━━ Extract to read

New Democracy

New Democracy
Simplified Chinese 新民主主义
Traditional Chinese 新民主主義
New Democratic Revolution
Simplified Chinese 新民主主义革命
Traditional Chinese 新民主主義革命

New Democracy or the New Democratic Revolution is a concept based on Mao Zedong's "Bloc of Four Social Classes" theory in post-revolutionary China which argued originally that democracy in China would take a decisively distinct path, much different from that of the liberal capitalist and parliamentary democratic systems in the Western world as well as Soviet-style socialism in Eastern Europe. As time passed, the New Democracy concept was adapted to other countries and regions with similar justifications.

Concept

The concept of New Democracy aims to overthrow feudalism and achieve independence from colonialism. However, it dispenses with the rule predicted by Karl Marx that a capitalist class would usually follow such a struggle, claiming instead to seek to enter directly into socialism through a coalition of classes fighting the old ruling order. The coalition is subsumed under the leadership and guidance of the working class and its communist party, working with the communists irrespective of their competing ideologies in order to achieve the more immediate goal of a "new democratic order." This was a view actually shared by Vladimir Lenin who had broken with the Mensheviks over the idea that the working class could organize and lead the "Democratic Revolution" in an underdeveloped country like Russia where the objective conditions for socialism did not yet exist.[1] The Chinese communists hoped that the working class in a similar fashion could then build full-blown socialism and communism in spite of the competing class interests of the social classes of the "bloc".

━━━━

— Exercise requirements —
a: Answer these questions from the New Democracy text, one per line:
(i) Whose theory is the concept of New Democracy based on, and what is that theory called?
(ii) Which group did Vladimir Lenin break with?
(iii) What two goals does the concept of New Democracy aim for?
b: Rewrite the listing from its first line up to and including the line with "<point>138,240</point>", putting "logo" in place of "star emblem" and leaving everything else the same.
The listing that follows has nothing to do with the New Democracy text.

━━ Excerpted data

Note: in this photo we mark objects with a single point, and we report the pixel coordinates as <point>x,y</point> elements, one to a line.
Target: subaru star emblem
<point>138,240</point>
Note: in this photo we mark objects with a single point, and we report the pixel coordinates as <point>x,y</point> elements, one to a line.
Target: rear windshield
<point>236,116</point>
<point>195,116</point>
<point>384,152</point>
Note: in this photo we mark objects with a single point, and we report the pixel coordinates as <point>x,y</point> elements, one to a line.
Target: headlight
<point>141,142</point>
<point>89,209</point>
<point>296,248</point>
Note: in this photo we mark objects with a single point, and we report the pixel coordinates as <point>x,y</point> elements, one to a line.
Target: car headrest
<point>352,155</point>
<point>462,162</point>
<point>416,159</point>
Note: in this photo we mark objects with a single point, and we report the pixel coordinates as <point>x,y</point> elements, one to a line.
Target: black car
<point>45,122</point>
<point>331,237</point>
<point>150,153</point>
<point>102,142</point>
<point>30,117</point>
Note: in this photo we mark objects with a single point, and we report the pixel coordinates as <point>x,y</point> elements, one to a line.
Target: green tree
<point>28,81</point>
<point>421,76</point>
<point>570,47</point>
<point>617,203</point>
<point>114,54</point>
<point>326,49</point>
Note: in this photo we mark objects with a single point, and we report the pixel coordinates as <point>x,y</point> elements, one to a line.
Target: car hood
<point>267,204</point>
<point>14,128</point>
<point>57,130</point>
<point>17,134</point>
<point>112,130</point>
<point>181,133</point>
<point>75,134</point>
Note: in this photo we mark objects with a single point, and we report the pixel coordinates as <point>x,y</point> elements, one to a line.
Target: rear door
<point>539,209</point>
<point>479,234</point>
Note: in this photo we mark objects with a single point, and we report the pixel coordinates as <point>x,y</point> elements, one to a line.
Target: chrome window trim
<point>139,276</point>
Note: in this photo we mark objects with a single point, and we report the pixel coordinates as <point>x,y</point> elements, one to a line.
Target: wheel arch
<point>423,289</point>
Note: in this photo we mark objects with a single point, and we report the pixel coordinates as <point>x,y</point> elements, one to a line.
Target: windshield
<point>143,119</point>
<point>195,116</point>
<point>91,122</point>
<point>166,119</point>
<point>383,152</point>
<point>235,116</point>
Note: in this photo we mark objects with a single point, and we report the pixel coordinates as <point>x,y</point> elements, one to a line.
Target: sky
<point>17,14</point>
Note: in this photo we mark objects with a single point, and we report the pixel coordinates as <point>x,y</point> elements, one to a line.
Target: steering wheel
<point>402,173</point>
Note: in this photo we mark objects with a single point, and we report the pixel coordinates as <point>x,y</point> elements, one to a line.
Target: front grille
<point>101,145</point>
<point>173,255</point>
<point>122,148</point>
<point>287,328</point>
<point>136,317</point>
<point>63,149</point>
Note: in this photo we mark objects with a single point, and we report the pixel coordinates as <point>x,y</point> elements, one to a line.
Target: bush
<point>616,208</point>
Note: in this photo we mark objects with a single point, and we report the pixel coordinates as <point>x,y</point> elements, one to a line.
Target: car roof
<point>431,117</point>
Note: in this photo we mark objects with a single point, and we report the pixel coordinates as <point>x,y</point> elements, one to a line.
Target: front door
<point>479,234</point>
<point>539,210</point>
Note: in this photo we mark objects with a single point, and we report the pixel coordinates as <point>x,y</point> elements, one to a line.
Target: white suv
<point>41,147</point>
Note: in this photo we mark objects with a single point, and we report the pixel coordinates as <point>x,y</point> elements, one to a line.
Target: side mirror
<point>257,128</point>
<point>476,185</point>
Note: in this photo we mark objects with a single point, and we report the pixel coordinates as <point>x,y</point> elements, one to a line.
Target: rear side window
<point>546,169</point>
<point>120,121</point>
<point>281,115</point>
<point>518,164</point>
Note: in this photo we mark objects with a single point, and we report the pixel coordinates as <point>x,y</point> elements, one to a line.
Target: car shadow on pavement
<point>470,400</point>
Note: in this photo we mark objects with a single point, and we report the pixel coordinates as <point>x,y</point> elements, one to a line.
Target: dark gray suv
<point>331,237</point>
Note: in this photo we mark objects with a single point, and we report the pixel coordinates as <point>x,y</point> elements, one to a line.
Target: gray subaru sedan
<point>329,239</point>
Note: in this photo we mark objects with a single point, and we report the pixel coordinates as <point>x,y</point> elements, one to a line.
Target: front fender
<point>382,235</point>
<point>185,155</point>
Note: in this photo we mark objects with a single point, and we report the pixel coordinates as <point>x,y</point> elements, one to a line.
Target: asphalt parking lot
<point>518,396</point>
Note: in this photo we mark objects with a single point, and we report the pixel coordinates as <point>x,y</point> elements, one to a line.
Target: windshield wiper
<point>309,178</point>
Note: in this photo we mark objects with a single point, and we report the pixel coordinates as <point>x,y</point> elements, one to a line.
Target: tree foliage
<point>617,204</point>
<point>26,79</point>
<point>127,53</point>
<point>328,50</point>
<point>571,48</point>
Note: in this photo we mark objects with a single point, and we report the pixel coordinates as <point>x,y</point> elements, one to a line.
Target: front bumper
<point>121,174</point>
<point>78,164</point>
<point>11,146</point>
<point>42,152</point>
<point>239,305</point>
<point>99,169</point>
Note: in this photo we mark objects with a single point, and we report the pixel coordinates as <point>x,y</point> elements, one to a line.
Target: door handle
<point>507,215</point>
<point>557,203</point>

━━━━

— Exercise answers —
a:
(i) Mao Zedong's "Bloc of Four Social Classes" theory.
(ii) The Mensheviks.
(iii) To overthrow feudalism and to achieve independence from colonialism.

b:
Note: in this photo we mark objects with a single point, and we report the pixel coordinates as <point>x,y</point> elements, one to a line.
Target: subaru logo
<point>138,240</point>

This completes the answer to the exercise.